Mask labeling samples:

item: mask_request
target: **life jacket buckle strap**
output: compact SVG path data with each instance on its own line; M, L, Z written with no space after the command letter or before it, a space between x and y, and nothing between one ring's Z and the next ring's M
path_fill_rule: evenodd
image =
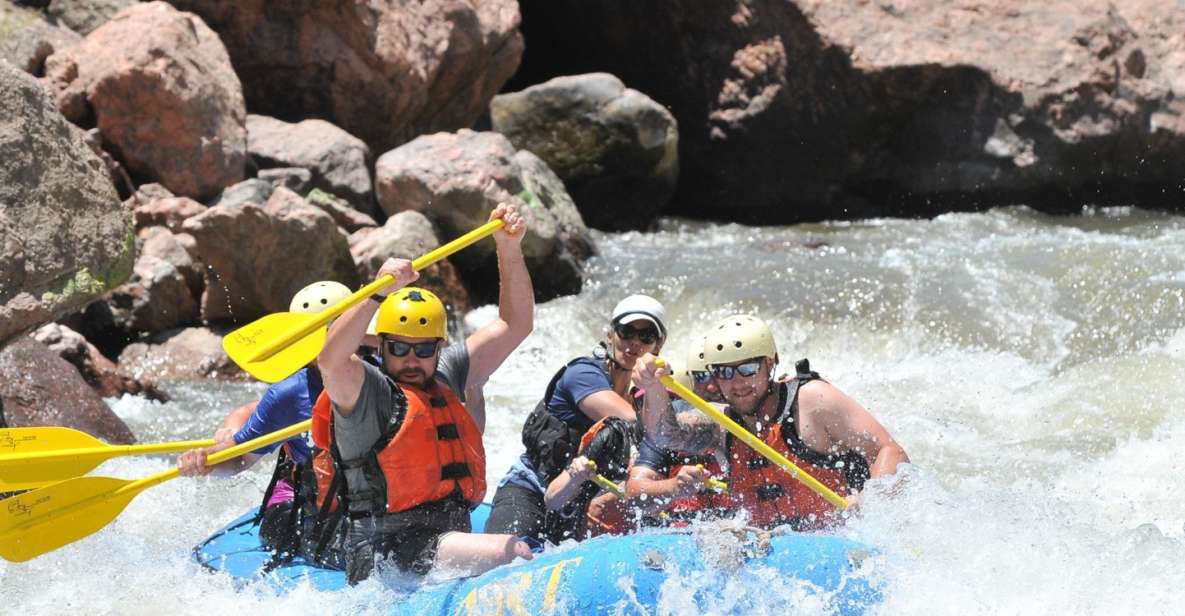
M453 462L451 464L444 464L441 468L442 480L465 479L469 475L469 464L466 464L465 462Z
M786 494L786 488L783 488L780 483L770 483L757 488L756 493L757 500L771 501L783 496Z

EXERCISE PROMPT. Can you turn all the material above into a numbered list, one line per entry, skipping any blank lines and leaving the pictures out?

EXERCISE ANSWER.
1. item: mask_request
2. target: **life jacket buckle strap**
3. output: compact SVG path data with each instance on its own line; M, L, Z written with no space after the command letter or before it, a space between x and y, and nothing between one ring's Z and the next ring's M
4. path_fill_rule: evenodd
5. image =
6. M453 462L451 464L444 464L441 468L442 480L465 479L469 475L469 464L466 464L465 462Z
7. M786 494L786 488L783 488L780 483L770 483L757 488L756 493L757 500L771 501L783 496Z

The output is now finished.